* [AANGELEVERDE TEKST]:

□ □ □ □ □ □ □

Vrijspraak Inholland moet nog blijken

Als de Onderwijsinspectie aantoont dat er bij Inholland gefraudeerd is met de verkorte afstudeerroute, schakelt staatssecretaris Van Bijsterveldt het Openbaar Ministerie in. Ze zal dan meer geld terugvorderen dan alleen de diplomabonussen.

Demissionair staatssecretaris Van Bijsterveldt noemde het gisteren in de Tweede Kamer “misplaatst en voorbarig” dat collegevoorzitter Dales van Inholland het rapport van de commissie-Leers als vrijspraak van fraude opvat. Daarvan kan volgens haar pas sprake zijn als de Onderwijsinspectie na grondig onderzoek tot dezelfde slotsom komt.

Ze heeft dit Dales vorige week laten weten  in een gesprek dat “niet prettig” was. Ze houdt hem onverkort verantwoordelijk voor de onregelmatigheden bij de opleiding media- en entertainment management (MEM).

Tot de kritische kamerleden zei Van Bijsterveldt dat ze niet gerust is op de afloop van het Inspectieonderzoek. “De commissie-Leers heeft ons getoond dat een aantal zaken beslist niet op orde is.” Er komt volgens haar een sterk verontrustend beeld uit naar voren. “Schrijnend” noemde ze het voorbeeld van examenbriefjes die getekend zijn voordat de examens afgenomen werden. “Je vraagt je dan echt af waar men mee bezig is.”

□ □ □ □ □ □ □

(Verzamelde gegevens)

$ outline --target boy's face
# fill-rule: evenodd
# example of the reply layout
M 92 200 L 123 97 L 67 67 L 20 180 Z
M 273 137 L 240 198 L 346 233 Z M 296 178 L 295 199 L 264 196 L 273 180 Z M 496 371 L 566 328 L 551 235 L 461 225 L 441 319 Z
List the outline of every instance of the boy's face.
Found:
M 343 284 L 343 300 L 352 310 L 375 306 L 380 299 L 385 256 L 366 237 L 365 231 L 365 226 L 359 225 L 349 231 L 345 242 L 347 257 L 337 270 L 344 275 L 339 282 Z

□ □ □ □ □ □ □

* [JOUW OPDRACHTEN]:
a - Geef voor elke bewering of ze klopt volgens de tekst over Inholland: (i) Van Bijsterveldt vond het voorbarig dat Dales het rapport van de commissie-Leers als vrijspraak opvat. (ii) Van Bijsterveldt sprak Dales gisteren over het rapport. (iii) Van Bijsterveldt is gerust op de afloop van het Inspectieonderzoek. Antwoord met ja of nee en citeer de beslissende woorden letterlijk.
b - Beantwoord de volgende vragen over de tekst over Inholland, elk op een eigen regel:
(i) Welke instantie schakelt Van Bijsterveldt in als de Onderwijsinspectie fraude aantoont?
(ii) Bij welke opleiding deden zich de onregelmatigheden voor?
(iii) Welk voorbeeld noemde Van Bijsterveldt "schrijnend"?
c - Zet de tekst over Inholland voort na de laatste zin.

* [ANTWOORDEN BIJ OEFENING]:
a -
(i) Ja: "misplaatst en voorbarig"
(ii) Nee: "Ze heeft dit Dales vorige week laten weten"
(iii) Nee: "dat ze niet gerust is op de afloop van het Inspectieonderzoek"

b -
(i) Het Openbaar Ministerie.
(ii) De opleiding media- en entertainment management (MEM).
(iii) Examenbriefjes die getekend zijn voordat de examens afgenomen werden.

c -
Een van de zaken die de Onderwijsinspectie zal uitzoeken is of het bestuur van Inholland al niet eerder op de hoogte was van de problemen rond versnelde afstudeerroutes. D66-kamerlid Boris van der Ham zei over documenten te beschikken waaruit zou blijken dat dit al in 2009 het geval was.

Als de inspectie in april constateert dat er bij Inholland gefraudeerd is, zal OCW het Openbaar Ministerie inschakelen en zullen er bovendien bekostigingssancties volgen. SP-kamerlid Jasper van Dijk had uitgerekend dat er voor de 151 ten onrechte afgestudeerden dan ongeveer anderhalf miljoen euro aan diplomabonussen moet worden teruggevorderd, maar staatssecretaris Van Bijsterveldt ging daar overheen: “Op het moment dat het niet klopt, gaat de hele bekostiging terug, klaar! Dat geldt dus niet alleen voor het diplomadeel.”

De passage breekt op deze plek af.